▶ Отрывок:
◆ ◆ ◆ ◆ ◆
66374.fb2 Думать, мыслить... - читать онлайн бесплатно полную версию книги . Страница 2

Думать, мыслить... - читать онлайн бесплатно полную версию книги . Страница 2

Про эдакого педанта хорошо сказал Карл Маркс:

«Этого молодца мне придется приберечь для примечания. Для текста такие педанты не подходят. Рошер обладает большим и часто очень полезным знанием литературы, хотя даже здесь я ясно узнаю питомца Геттингена, который [266] ориентируется свободно в литературных сокровищах и знает только, так сказать, «официальную» литературу; почтенный человек! Но, не говоря уже об этом, какая польза мне от человека, знающего всю математическую литературу, но не понимающего математики?

Если подобный педант, который по своей натуре никогда не может выйти за рамки учебы и преподавания заученного и сам никогда не может чему-либо научиться, если бы эдакий Вагнер был, по крайней мере, честен и совестлив, то он мог бы быть полезен своим ученикам. Лишь бы он не прибегал ни к каким лживым уловкам и напрямик сказал: здесь противоречие; одни говорят так, другие — этак; у меня же по существу вопроса нет никакого мнения; посмотрите, не можете ли вы разобраться сами. При таком подходе ученики, с одной стороны, получили бы известный материал, а с другой — был бы дан толчок их самостоятельной работе. Конечно, я в данном случае выдвигаю требование, которое противоречит природе педанта. Его существенной особенностью является то, что он не понимает даже самих вопросов, и потому его эклектизм приводит в сущности к тому, что он занимается только собиранием уже готовых ответов…»[3]

В этой блестяще-точной характеристике ума педанта ясно прочитывается собственная точка зрения Маркса на интересующий нас вопрос о том, как умный человек относится и должен относиться к науке, то есть к уже накопленному человечеством богатству знаний.

Педант относится к науке как к огромной коллекции «положений», «высказываний», не понимая того обстоятельства, что эти «положения» только тогда имеют для человека смысл, когда в них видят ответы на серьезные вопросы. Поэтому, чтобы верно понять науку, надо прежде всего ясно и четко понять те реальные вопросы, те реальные проблемы, те реальные (и когда-то, а может быть, и до сих пор, неразрешенные) задачи, над которыми эта наука трудится.

Просто заучивать научные положения без понимания этого обстоятельства — это такое же нелепое и непродуктивное занятие, как и зубрить наизусть «ответы», печатаемые обычно в конце задачника по арифметике, даже не пытаясь решать задач, разгадками коих служат эти цифры-ответы…

И во-вторых, что не менее важно: действительный вопрос, всякая действительно серьезная проблема или задача, требующая научного ответа или решения, всегда вырастает перед сознанием в виде противоречия, внешним образом это и выражается в том, что по поводу одного и того же предмета «одни говорят так, другие — этак». [267]

Это и есть та ситуация, которая требует самостоятельного раздумья, самостоятельного разбора вопроса по существу, самостоятельного рассмотрения «вещи», по поводу которой возник такой спор.
◆ ◆ ◆ ◆ ◆
▶ Исходный материал:
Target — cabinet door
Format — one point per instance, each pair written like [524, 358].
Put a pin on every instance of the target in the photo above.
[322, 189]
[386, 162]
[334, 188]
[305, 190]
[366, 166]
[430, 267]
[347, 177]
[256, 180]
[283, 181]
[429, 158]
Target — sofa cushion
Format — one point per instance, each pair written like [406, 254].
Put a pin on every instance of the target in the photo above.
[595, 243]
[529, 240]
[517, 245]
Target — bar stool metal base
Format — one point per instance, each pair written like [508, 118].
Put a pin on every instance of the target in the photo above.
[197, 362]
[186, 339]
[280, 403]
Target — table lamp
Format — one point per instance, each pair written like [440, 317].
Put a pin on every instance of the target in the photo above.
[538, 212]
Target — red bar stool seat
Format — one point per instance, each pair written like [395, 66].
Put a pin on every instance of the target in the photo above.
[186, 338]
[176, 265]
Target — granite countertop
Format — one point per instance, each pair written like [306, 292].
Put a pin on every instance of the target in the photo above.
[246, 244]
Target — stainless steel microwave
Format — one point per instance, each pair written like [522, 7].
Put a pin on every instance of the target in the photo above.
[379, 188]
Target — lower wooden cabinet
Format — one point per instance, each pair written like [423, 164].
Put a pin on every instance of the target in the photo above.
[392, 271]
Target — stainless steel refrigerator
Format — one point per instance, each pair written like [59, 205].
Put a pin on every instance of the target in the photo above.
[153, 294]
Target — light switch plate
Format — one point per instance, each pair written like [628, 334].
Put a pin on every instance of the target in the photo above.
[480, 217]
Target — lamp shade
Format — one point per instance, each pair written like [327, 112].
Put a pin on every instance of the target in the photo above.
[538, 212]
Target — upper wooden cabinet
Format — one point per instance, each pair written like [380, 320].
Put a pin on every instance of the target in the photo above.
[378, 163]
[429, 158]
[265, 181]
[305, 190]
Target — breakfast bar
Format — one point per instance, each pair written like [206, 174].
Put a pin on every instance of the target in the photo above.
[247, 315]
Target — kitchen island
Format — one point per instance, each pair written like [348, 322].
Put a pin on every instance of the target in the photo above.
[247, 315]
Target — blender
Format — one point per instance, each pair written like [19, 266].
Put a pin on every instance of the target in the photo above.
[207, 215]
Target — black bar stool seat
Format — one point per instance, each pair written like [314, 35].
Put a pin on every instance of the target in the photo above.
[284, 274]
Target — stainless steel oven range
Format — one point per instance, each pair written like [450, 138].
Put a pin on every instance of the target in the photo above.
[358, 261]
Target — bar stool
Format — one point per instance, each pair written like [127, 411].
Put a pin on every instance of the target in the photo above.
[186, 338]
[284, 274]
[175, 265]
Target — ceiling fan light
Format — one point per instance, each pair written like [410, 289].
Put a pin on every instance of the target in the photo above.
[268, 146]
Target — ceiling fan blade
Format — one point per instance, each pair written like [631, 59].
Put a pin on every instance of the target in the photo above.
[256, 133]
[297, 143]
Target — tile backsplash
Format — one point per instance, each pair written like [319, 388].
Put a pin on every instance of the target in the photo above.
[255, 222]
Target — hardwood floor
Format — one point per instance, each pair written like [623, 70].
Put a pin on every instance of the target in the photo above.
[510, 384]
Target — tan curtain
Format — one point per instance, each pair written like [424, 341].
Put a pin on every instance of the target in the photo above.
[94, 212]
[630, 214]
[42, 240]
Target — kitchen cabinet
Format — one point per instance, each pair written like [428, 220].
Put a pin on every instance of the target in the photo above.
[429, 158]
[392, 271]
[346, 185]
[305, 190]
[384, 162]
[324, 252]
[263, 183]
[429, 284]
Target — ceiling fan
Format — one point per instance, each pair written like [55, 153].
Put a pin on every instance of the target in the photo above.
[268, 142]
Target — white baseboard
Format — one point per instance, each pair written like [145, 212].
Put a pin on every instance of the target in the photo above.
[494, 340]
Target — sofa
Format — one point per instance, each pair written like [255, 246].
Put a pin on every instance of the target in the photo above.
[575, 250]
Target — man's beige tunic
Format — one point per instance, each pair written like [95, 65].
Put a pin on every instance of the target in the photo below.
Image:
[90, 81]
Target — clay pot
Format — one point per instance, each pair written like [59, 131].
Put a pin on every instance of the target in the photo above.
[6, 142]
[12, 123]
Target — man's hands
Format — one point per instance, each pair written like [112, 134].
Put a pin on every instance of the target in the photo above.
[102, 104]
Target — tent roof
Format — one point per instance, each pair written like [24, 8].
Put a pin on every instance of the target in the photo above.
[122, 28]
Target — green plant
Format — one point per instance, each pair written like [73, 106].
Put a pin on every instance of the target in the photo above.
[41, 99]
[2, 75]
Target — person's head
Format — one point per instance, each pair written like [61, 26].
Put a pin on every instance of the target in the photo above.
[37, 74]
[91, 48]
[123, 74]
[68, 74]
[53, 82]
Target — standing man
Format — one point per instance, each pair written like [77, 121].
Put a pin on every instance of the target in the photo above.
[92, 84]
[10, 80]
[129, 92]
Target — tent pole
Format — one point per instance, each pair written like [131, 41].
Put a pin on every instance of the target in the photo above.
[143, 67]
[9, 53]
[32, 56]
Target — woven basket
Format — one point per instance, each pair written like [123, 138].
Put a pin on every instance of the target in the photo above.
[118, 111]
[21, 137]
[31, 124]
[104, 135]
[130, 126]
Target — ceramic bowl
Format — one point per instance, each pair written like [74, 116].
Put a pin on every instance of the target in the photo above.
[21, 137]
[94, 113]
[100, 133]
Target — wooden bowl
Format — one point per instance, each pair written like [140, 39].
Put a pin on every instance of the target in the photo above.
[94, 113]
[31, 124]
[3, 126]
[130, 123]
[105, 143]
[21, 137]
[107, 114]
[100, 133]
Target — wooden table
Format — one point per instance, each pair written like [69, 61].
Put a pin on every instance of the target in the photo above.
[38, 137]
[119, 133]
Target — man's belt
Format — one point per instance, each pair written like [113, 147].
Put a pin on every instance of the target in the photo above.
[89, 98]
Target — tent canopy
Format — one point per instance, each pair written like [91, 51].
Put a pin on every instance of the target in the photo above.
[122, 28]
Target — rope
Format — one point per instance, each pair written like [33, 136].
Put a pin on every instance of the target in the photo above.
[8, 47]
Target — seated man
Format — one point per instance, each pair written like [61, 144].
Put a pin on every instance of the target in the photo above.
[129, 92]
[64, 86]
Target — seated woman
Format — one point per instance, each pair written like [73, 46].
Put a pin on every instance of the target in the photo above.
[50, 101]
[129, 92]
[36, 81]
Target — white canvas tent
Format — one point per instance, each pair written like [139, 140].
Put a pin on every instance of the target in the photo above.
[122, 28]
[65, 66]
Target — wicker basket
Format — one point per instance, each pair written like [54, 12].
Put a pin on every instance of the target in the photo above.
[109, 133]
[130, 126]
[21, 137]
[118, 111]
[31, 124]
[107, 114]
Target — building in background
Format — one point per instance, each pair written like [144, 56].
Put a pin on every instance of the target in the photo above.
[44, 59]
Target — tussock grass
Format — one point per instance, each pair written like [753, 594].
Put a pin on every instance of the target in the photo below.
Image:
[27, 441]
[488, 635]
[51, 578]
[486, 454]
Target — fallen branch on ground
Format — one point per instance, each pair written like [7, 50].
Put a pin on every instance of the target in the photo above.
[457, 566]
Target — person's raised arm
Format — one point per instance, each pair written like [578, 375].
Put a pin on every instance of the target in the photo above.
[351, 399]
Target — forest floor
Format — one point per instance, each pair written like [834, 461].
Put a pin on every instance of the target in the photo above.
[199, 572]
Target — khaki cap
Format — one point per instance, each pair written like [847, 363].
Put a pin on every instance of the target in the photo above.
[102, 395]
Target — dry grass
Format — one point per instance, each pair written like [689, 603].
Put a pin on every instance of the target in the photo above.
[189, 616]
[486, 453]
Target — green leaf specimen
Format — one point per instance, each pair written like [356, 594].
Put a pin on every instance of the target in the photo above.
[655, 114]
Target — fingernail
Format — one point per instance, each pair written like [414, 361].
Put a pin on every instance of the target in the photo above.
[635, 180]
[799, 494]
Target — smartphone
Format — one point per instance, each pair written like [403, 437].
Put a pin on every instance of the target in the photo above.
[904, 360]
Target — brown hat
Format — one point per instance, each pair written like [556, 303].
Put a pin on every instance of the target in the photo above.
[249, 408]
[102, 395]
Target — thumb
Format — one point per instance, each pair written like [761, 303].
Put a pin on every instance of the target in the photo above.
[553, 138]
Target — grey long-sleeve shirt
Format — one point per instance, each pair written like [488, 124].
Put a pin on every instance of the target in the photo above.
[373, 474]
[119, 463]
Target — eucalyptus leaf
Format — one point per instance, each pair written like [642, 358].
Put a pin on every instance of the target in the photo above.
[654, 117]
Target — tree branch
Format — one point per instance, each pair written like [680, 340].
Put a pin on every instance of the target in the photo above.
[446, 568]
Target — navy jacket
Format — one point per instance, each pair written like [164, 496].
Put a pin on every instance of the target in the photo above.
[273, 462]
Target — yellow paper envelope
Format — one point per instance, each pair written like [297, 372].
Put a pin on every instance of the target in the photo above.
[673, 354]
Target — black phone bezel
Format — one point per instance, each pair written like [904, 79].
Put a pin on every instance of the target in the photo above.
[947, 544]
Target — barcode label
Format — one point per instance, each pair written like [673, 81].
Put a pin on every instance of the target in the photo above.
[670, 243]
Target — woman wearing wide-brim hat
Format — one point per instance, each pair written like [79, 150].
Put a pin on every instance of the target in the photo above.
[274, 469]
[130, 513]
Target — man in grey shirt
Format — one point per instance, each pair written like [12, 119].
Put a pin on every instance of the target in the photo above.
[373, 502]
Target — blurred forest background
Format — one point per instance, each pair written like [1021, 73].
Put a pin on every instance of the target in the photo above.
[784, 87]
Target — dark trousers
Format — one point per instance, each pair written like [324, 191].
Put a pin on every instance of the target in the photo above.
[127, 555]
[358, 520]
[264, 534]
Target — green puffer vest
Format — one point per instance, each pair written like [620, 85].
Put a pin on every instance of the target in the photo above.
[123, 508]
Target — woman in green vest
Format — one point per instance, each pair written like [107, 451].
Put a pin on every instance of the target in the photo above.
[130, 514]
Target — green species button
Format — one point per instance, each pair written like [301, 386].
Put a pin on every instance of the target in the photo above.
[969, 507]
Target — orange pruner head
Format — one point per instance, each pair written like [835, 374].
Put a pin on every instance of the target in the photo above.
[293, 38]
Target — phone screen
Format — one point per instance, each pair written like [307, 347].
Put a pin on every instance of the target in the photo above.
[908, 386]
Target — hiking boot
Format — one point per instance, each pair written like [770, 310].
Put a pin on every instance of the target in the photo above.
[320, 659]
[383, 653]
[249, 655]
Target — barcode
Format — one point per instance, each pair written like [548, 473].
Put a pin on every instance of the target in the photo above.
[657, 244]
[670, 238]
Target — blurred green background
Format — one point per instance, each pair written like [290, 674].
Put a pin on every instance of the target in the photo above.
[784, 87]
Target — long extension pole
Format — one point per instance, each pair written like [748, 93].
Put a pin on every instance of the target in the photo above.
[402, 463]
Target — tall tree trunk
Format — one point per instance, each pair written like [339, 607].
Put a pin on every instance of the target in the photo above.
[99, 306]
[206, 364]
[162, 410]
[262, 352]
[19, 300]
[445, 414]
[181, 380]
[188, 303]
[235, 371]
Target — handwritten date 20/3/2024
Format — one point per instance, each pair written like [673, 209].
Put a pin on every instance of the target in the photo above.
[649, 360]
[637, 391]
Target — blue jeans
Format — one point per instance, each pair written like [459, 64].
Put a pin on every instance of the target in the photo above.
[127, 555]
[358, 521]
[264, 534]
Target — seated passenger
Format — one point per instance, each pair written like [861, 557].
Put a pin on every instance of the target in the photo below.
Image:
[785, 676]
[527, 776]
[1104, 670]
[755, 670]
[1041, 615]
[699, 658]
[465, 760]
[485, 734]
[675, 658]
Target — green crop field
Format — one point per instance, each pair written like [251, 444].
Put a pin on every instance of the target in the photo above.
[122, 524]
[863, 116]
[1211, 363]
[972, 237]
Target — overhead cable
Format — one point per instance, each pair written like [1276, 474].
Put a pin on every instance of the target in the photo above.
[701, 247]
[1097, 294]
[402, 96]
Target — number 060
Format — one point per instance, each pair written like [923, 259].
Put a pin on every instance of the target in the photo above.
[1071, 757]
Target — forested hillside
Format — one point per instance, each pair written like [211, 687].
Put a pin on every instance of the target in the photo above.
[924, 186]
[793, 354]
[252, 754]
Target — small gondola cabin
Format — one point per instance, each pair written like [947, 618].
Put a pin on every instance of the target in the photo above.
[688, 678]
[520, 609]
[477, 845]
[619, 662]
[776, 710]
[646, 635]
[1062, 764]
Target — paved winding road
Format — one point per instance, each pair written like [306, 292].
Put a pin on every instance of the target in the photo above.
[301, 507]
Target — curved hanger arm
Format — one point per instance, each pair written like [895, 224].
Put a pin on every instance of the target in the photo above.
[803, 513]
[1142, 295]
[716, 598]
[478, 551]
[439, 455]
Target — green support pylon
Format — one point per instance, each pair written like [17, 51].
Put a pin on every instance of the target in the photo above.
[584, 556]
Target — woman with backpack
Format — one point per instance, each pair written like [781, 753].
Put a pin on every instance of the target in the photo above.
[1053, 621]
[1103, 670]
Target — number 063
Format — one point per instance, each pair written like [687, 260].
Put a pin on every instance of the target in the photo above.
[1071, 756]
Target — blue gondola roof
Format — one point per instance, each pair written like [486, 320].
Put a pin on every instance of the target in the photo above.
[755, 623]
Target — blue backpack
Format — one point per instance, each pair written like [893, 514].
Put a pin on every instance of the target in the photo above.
◆ ◆ ◆ ◆ ◆
▶ Цель 1:
Как, согласно отрывку, педант относится к науке?
▶ Цель 2:
Повторите дословно часть отрывка, начиная со слов «Про эдакого педанта» и продолжая вплоть до слов «не понимающего математики?».
Отвечайте, опираясь только на отрывок.

▶ Итог выполнения 1:
Как к огромной коллекции «положений», «высказываний».

▶ Итог выполнения 2:
Про эдакого педанта хорошо сказал Карл Маркс:

«Этого молодца мне придется приберечь для примечания. Для текста такие педанты не подходят. Рошер обладает большим и часто очень полезным знанием литературы, хотя даже здесь я ясно узнаю питомца Геттингена, который [266] ориентируется свободно в литературных сокровищах и знает только, так сказать, «официальную» литературу; почтенный человек! Но, не говоря уже об этом, какая польза мне от человека, знающего всю математическую литературу, но не понимающего математики?